— start Records for this task —

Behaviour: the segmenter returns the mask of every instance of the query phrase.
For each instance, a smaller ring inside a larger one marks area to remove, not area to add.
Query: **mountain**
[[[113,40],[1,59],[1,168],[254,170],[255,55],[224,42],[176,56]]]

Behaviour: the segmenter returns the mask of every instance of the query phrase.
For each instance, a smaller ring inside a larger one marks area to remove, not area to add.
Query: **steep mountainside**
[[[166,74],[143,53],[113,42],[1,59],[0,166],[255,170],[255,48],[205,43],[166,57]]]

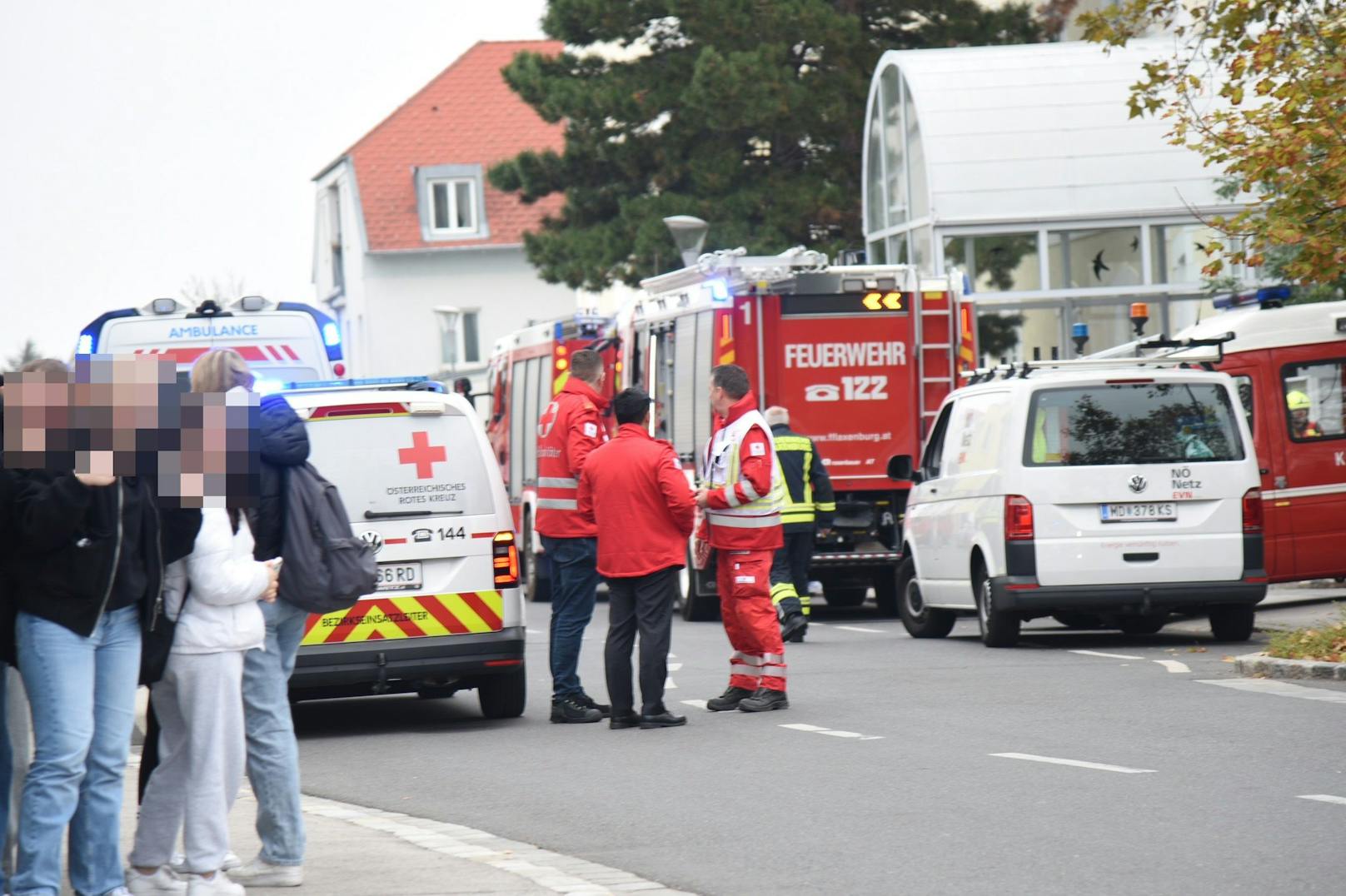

— end Records for this task —

Direction
Can you transcribe every line of the records above word for word, leaving the pictures out of your answer?

Worked solution
Behaviour: the segmenter returns the mask of every instance of the query phrase.
For each instance, a smaller ring inside a larger one marks area to remove, not area to add.
Query: **mountain**
[[[113,40],[1,59],[1,168],[254,170],[255,55],[224,42],[176,56]]]

Behaviour: the segmenter returns the mask of every instance of the query phrase.
For each instance, a smaller ring inside a larger one marks area to remove, not area to add.
Query: **steep mountainside**
[[[166,74],[143,53],[113,42],[1,59],[0,166],[255,170],[255,48],[205,43],[166,57]]]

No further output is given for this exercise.